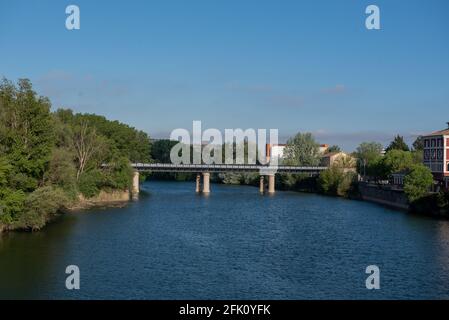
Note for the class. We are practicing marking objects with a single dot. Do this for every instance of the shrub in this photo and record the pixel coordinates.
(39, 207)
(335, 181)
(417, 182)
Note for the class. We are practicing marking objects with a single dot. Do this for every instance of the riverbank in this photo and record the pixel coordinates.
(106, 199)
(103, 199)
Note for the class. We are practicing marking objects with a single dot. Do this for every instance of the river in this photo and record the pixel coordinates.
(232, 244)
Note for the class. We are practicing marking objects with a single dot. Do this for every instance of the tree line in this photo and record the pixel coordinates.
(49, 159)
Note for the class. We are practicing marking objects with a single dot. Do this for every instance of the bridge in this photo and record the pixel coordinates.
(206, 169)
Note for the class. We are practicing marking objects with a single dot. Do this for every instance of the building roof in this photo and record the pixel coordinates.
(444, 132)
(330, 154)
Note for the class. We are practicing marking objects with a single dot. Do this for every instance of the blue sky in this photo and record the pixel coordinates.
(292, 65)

==

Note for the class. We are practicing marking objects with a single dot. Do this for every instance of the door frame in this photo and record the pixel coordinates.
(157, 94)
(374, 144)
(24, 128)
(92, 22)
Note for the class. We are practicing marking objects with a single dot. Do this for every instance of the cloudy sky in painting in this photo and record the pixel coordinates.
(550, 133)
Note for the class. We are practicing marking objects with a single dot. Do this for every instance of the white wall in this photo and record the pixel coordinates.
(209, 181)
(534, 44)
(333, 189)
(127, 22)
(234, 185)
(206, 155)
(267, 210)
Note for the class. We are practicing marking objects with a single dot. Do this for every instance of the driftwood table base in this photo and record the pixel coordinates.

### Stated exercise
Lay out the stretch of the material from the line that contains "of the white" through the line that contains "of the driftwood" as a Markdown table with the columns Row and Line. Number each line in order, and leave out any blank lines.

### The answer
| Row | Line |
|---|---|
| 1 | Note for the class. We are practicing marking objects with a single dot. Do this for every instance of the white wall in this photo and record the pixel coordinates. |
| 2 | (209, 181) |
| 3 | (534, 44) |
| 4 | (333, 189) |
| 5 | (127, 22) |
| 6 | (234, 185) |
| 7 | (206, 155) |
| 8 | (267, 210) |
| 9 | Note for the class. We are practicing marking objects with a single dot. Do this for every instance of the driftwood table base in this photo and record the pixel coordinates. |